# Collection entries
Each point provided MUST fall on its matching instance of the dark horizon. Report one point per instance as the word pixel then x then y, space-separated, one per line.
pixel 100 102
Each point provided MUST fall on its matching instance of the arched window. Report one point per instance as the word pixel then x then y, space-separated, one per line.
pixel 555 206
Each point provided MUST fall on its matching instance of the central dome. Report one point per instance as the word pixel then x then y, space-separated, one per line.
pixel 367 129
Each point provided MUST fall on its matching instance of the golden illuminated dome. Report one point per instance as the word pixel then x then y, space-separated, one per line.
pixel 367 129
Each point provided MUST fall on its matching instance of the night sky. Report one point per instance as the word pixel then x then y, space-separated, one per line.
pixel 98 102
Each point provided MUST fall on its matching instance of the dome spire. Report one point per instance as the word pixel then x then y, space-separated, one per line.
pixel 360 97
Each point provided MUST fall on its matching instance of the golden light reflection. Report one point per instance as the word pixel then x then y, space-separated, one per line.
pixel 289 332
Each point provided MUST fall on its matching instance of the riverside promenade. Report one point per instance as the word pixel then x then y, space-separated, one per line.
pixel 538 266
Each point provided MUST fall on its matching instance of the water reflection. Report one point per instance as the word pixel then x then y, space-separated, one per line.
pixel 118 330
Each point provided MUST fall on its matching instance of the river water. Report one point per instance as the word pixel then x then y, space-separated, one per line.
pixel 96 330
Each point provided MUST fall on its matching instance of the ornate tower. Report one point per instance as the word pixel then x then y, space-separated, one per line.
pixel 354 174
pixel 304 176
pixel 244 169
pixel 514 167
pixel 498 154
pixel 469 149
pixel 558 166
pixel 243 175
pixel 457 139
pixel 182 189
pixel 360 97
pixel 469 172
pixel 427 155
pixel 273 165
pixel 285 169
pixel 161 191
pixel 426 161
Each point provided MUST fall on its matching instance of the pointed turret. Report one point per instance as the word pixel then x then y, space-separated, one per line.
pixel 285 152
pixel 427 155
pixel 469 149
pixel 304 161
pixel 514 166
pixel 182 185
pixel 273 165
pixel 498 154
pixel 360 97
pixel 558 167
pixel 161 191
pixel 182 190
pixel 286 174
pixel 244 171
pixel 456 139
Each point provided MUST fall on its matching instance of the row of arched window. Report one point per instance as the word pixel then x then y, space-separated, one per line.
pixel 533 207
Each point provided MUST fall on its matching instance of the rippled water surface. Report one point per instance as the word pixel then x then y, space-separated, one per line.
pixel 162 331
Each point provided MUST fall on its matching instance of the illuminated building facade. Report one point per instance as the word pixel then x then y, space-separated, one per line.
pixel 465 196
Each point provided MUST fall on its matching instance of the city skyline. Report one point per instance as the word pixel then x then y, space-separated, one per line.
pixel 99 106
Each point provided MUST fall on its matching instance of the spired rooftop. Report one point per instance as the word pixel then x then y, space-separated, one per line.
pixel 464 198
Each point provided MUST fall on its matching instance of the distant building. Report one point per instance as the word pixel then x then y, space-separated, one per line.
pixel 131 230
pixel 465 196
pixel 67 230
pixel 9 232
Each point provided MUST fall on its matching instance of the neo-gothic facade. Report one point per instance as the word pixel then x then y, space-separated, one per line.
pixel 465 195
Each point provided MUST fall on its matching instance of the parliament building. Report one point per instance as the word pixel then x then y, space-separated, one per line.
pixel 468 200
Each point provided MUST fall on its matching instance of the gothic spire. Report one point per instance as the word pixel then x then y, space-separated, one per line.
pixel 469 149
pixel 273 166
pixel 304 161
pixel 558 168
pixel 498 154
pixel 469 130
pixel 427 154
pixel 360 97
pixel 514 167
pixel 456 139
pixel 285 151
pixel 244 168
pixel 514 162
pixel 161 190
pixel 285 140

# Exercise instructions
A word-for-word copy of the data above is the goal, so set it all down again.

# Exercise output
Each point provided MUST fall on its matching instance of the dark horizon. Report one point per instance as the word pixel then x then y, space-separated, one per line.
pixel 100 102
Each point provided MUST fall on its matching instance of the arched window. Report one point per instance as the word pixel then x then y, space-separated, one per line.
pixel 555 206
Each point provided MUST fall on its matching instance of the central dome. Report one point per instance as the word pixel then x then y, space-separated, one per line.
pixel 367 129
Each point provided MUST fall on its matching instance of the golden illuminated dome. Report one point per instance as the word pixel then x then y, space-separated, one per line.
pixel 367 129
Each point provided MUST fall on its matching instance of the night sky. Report one point per instance as the word pixel then x then y, space-separated, one per line.
pixel 98 102
Each point provided MUST fall on its matching instance of the dome spire. Report one point per instance as the word pixel then x then y, space-separated, one per line.
pixel 360 97
Each point provided MUST fall on its matching instance of the golden light reflection. Report one point per instance as the word pixel then x then y, space-separated, one per line.
pixel 289 332
Each point provided MUST fall on its matching instance of the riverside promenade. Report one point per instance as the word pixel then x then y, space-separated, one per line.
pixel 538 266
Each point provided MUST fall on its matching instance of the water reflection. Report one point per instance as the word pixel then x then y, space-separated, one per line.
pixel 118 330
Each point provided MUST fall on its matching instance of the river water. Report one point per instance as the word pixel then x then y, space-separated, one per line.
pixel 96 330
Each point provided MUST fall on its matching instance of the ornate tower. Report one point per instance as the word pixel then x then y, space-separated, one per line.
pixel 354 174
pixel 304 176
pixel 244 169
pixel 514 167
pixel 498 154
pixel 469 149
pixel 558 166
pixel 243 175
pixel 457 139
pixel 182 189
pixel 360 97
pixel 469 172
pixel 427 155
pixel 273 165
pixel 285 169
pixel 161 191
pixel 426 161
Each point provided MUST fall on its matching instance of the pointed turret. Report one point per instance as the word pixel then x then y, space-separated, one per line.
pixel 285 152
pixel 427 155
pixel 469 149
pixel 304 161
pixel 514 166
pixel 182 185
pixel 273 165
pixel 498 154
pixel 360 97
pixel 558 167
pixel 161 191
pixel 182 190
pixel 286 174
pixel 244 171
pixel 456 139
Each point provided MUST fall on its matching instance of the row of arched window. Report one point per instance as the word pixel then x then y, space-separated, one per line.
pixel 533 207
Each point provided MUST fall on its matching instance of the rippled water surface. Report one point per instance as the word pixel then x then y, space-separated, one per line.
pixel 162 331
Each point provided MUST fall on its matching instance of the illuminated building facade. Report one point per instance as the word pixel then x then y, space-separated, one per line.
pixel 465 196
Each point provided MUST fall on its matching instance of the city skyline. Report one point per instance as the word pixel then x then y, space-separated, one per line.
pixel 99 106
Each point provided MUST fall on its matching instance of the spired rooftop. Report one point per instance as the word pixel then x then y, space-separated, one per line.
pixel 464 198
Each point provided MUST fall on its matching instance of the distant building. Report one point per instance as the word pixel then x then y, space-separated, one per line.
pixel 131 230
pixel 465 196
pixel 67 230
pixel 9 232
Each point provided MUST fall on its matching instance of the neo-gothic facade. Report one point per instance as the word pixel then x then y, space-separated, one per line.
pixel 465 195
Each point provided MUST fall on its matching instance of the parliament building. Report one point per instance as the word pixel then x then y, space-separated, one per line.
pixel 468 200
Each point provided MUST fall on its matching instance of the gothic spire. Report one point per instance as the word pixel then x then y, space-separated, one per line.
pixel 469 149
pixel 273 166
pixel 304 161
pixel 558 168
pixel 498 154
pixel 469 130
pixel 427 154
pixel 360 97
pixel 514 167
pixel 456 139
pixel 285 151
pixel 244 168
pixel 514 162
pixel 161 190
pixel 285 140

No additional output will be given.